**The exercise**
Find every line in the entries below that contains the string "instance", treating uppercase and lowercase as different, and copy each of those lines.

⁂

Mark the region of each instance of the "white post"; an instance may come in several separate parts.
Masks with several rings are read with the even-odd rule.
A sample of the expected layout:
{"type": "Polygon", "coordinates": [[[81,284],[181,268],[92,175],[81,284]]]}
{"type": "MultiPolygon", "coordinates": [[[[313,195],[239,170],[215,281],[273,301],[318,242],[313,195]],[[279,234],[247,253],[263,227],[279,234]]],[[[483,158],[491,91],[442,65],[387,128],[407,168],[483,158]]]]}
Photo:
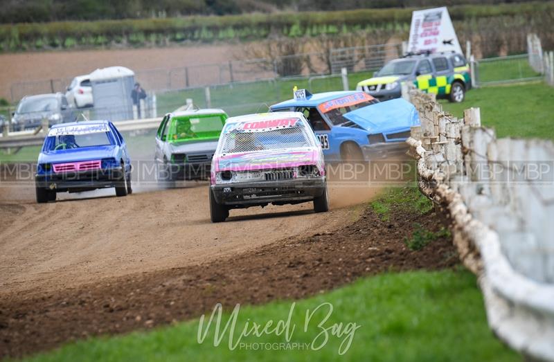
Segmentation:
{"type": "Polygon", "coordinates": [[[212,107],[212,98],[209,87],[204,88],[204,96],[206,97],[206,108],[211,108],[212,107]]]}
{"type": "Polygon", "coordinates": [[[348,71],[346,68],[343,68],[341,69],[341,77],[342,77],[342,87],[343,89],[345,91],[349,91],[350,87],[348,87],[348,71]]]}
{"type": "Polygon", "coordinates": [[[141,107],[141,118],[143,118],[144,116],[145,116],[144,109],[145,109],[145,108],[146,108],[145,107],[144,107],[144,100],[143,99],[141,99],[141,100],[138,101],[138,107],[141,107]]]}
{"type": "Polygon", "coordinates": [[[470,59],[472,56],[472,42],[469,40],[465,42],[465,59],[470,59]]]}
{"type": "Polygon", "coordinates": [[[158,118],[158,100],[156,98],[156,93],[152,95],[152,111],[150,112],[150,117],[152,118],[158,118]]]}
{"type": "Polygon", "coordinates": [[[479,85],[477,84],[477,80],[475,79],[475,67],[477,66],[477,62],[475,61],[475,55],[470,55],[470,71],[471,74],[470,75],[472,78],[472,88],[477,88],[479,85]]]}
{"type": "Polygon", "coordinates": [[[402,82],[400,83],[400,91],[402,92],[402,96],[404,99],[407,100],[408,102],[410,101],[410,89],[408,87],[407,82],[402,82]]]}
{"type": "Polygon", "coordinates": [[[550,59],[550,85],[554,87],[554,52],[550,52],[548,58],[550,59]]]}
{"type": "Polygon", "coordinates": [[[402,55],[408,53],[408,42],[406,40],[402,41],[402,55]]]}

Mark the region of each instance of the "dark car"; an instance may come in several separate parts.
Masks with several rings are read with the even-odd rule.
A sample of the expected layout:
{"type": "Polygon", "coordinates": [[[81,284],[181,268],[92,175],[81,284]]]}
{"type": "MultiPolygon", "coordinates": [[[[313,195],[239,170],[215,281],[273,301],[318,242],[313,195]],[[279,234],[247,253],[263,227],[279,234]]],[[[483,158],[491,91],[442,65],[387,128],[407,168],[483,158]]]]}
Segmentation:
{"type": "Polygon", "coordinates": [[[409,55],[388,62],[373,78],[358,83],[357,89],[388,100],[400,98],[404,82],[459,102],[471,89],[470,66],[464,56],[456,53],[409,55]]]}
{"type": "Polygon", "coordinates": [[[17,105],[12,118],[14,131],[33,129],[46,118],[48,127],[57,123],[74,122],[77,116],[61,93],[24,97],[17,105]]]}

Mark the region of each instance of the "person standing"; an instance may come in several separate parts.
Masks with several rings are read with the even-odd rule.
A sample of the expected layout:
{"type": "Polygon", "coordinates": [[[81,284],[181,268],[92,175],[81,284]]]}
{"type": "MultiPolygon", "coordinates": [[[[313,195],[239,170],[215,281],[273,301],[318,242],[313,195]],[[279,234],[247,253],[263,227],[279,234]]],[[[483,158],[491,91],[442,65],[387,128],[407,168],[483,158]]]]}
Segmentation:
{"type": "Polygon", "coordinates": [[[136,106],[136,114],[141,118],[141,100],[146,98],[146,92],[141,87],[141,84],[134,84],[133,91],[131,92],[131,98],[133,100],[133,105],[136,106]]]}

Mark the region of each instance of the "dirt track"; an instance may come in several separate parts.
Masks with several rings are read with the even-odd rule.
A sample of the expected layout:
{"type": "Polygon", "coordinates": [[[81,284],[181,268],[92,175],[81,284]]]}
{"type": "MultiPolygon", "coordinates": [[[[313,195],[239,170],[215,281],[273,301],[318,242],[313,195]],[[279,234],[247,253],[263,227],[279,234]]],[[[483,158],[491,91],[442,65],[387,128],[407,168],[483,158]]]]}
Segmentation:
{"type": "MultiPolygon", "coordinates": [[[[107,231],[101,230],[105,222],[111,222],[118,224],[120,228],[132,230],[133,237],[100,242],[93,236],[82,235],[91,245],[87,247],[78,238],[78,248],[64,248],[67,239],[64,242],[48,241],[49,237],[55,237],[51,234],[46,238],[35,237],[35,234],[30,235],[34,237],[33,243],[38,246],[27,242],[16,248],[10,242],[12,249],[18,250],[20,255],[25,254],[26,247],[30,247],[35,257],[52,258],[66,266],[57,268],[55,263],[50,262],[48,264],[52,270],[43,273],[34,272],[32,267],[23,269],[18,267],[17,270],[21,269],[19,273],[15,270],[9,273],[12,279],[16,275],[27,278],[28,285],[43,290],[13,292],[24,288],[10,283],[12,292],[0,294],[0,358],[48,350],[67,341],[89,336],[125,333],[188,319],[211,310],[217,302],[232,307],[236,303],[259,304],[274,299],[299,298],[351,282],[368,274],[391,270],[440,269],[457,264],[456,254],[449,238],[435,240],[432,246],[422,251],[409,250],[404,245],[404,237],[413,231],[415,223],[431,230],[438,230],[440,223],[437,223],[437,218],[432,212],[414,215],[402,211],[401,208],[393,208],[388,221],[380,219],[370,207],[348,208],[316,215],[303,211],[305,209],[297,206],[285,209],[289,210],[286,214],[262,214],[260,217],[253,216],[253,210],[242,216],[233,217],[231,222],[217,225],[211,230],[206,216],[202,212],[204,206],[200,206],[201,211],[191,216],[187,225],[195,230],[199,230],[199,226],[202,226],[204,242],[195,245],[183,235],[181,238],[170,239],[167,246],[145,244],[144,241],[148,240],[146,236],[152,236],[152,232],[148,232],[148,227],[163,226],[180,234],[188,230],[179,221],[182,219],[181,214],[172,214],[172,209],[170,208],[178,202],[172,201],[170,198],[188,194],[184,192],[173,190],[136,194],[125,200],[134,207],[123,208],[122,215],[128,216],[134,212],[136,215],[146,216],[145,212],[149,210],[140,209],[146,206],[145,200],[153,202],[154,199],[167,198],[167,204],[152,213],[152,220],[148,218],[141,220],[143,224],[106,220],[107,217],[103,216],[91,222],[91,226],[76,221],[75,218],[82,217],[92,219],[98,208],[93,206],[100,201],[112,210],[120,206],[118,199],[114,197],[51,205],[61,208],[60,210],[71,207],[70,210],[74,212],[78,209],[75,215],[70,215],[68,210],[59,215],[75,223],[74,229],[71,230],[76,230],[75,233],[82,227],[83,230],[98,232],[99,237],[111,237],[107,236],[107,231]],[[190,223],[190,220],[197,220],[196,224],[190,223]],[[339,224],[346,226],[339,226],[339,224]],[[249,227],[247,232],[246,226],[249,227]],[[212,240],[214,230],[234,237],[226,243],[220,243],[220,238],[212,240]],[[255,240],[253,235],[262,239],[255,240]],[[279,237],[281,239],[278,239],[279,237]],[[244,245],[244,240],[240,239],[248,239],[250,244],[244,245]],[[125,248],[119,246],[122,244],[125,248]],[[46,251],[44,253],[39,251],[41,245],[46,246],[42,248],[46,251]],[[151,248],[151,245],[154,246],[151,248]],[[187,258],[184,245],[195,251],[198,260],[205,261],[198,264],[192,262],[194,258],[187,258]],[[254,245],[258,247],[253,248],[254,245]],[[201,252],[202,246],[206,253],[201,252]],[[104,254],[92,251],[92,248],[103,251],[104,254]],[[220,253],[218,248],[226,251],[220,253]],[[77,251],[80,248],[88,252],[77,251]],[[166,248],[167,251],[160,250],[166,248]],[[128,262],[116,256],[120,255],[119,251],[123,249],[125,255],[129,259],[128,262]],[[73,251],[69,253],[70,250],[73,251]],[[55,251],[73,260],[73,264],[68,265],[67,261],[53,255],[55,251]],[[129,257],[129,251],[134,251],[136,255],[129,257]],[[168,251],[174,251],[177,255],[171,255],[168,251]],[[81,256],[72,257],[73,253],[81,256]],[[140,255],[143,255],[143,262],[138,260],[140,255]],[[105,259],[107,262],[103,262],[105,259]],[[179,263],[183,267],[170,268],[179,263]],[[111,264],[113,269],[108,264],[111,264]],[[107,276],[153,268],[158,270],[117,278],[107,276]],[[89,275],[86,278],[78,275],[78,271],[89,275]],[[57,290],[59,288],[57,280],[72,287],[57,290]],[[89,282],[79,284],[77,282],[80,280],[89,282]],[[44,288],[49,290],[44,290],[44,288]]],[[[360,192],[359,190],[348,192],[353,193],[360,192]]],[[[193,197],[193,199],[201,199],[202,194],[193,197]]],[[[341,196],[337,190],[333,194],[341,196]]],[[[47,226],[45,223],[48,217],[44,219],[37,217],[37,208],[24,204],[22,210],[22,215],[28,213],[33,217],[31,221],[42,219],[40,224],[47,226]]],[[[35,233],[39,232],[40,230],[35,229],[35,233]]],[[[1,237],[4,243],[3,234],[1,237]]],[[[17,239],[22,242],[20,237],[17,239]]],[[[163,240],[165,242],[166,239],[163,240]]],[[[1,250],[5,254],[3,245],[1,250]]],[[[19,264],[24,264],[20,260],[19,264]]],[[[28,260],[27,263],[37,264],[41,269],[46,270],[46,260],[36,263],[28,260]]]]}
{"type": "MultiPolygon", "coordinates": [[[[373,193],[366,190],[357,201],[373,193]]],[[[355,217],[336,208],[355,201],[345,200],[343,189],[331,194],[335,210],[328,213],[314,213],[311,203],[251,208],[232,210],[228,222],[217,224],[209,220],[204,183],[125,198],[113,194],[62,194],[56,203],[39,205],[30,188],[0,188],[0,296],[204,262],[334,230],[355,217]]]]}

⁂

**Result**
Mark the region of each instance of the "white post"; an instance may come in several separate parts.
Mark the region of each instance of the "dark car"; an instance may come in several separate parts.
Mark the region of each instance of the "person standing"; an instance may come in several separate parts.
Mark the region of each instance of the "dirt track"; an instance may come in several separate parts.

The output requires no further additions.